INPUT -

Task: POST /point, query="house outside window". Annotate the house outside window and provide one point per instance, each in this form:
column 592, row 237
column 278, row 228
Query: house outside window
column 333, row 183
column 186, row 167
...
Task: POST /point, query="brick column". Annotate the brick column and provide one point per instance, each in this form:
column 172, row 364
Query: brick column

DESCRIPTION OF THE TASK -
Quote the stretch from the line containing "Annotate the house" through the line containing "column 186, row 167".

SOLUTION FOR THIS EXERCISE -
Task: POST /point, query="house outside window". Annotate the house outside window and provide one point per instance, each in this form:
column 592, row 237
column 278, row 228
Query: house outside window
column 333, row 183
column 186, row 167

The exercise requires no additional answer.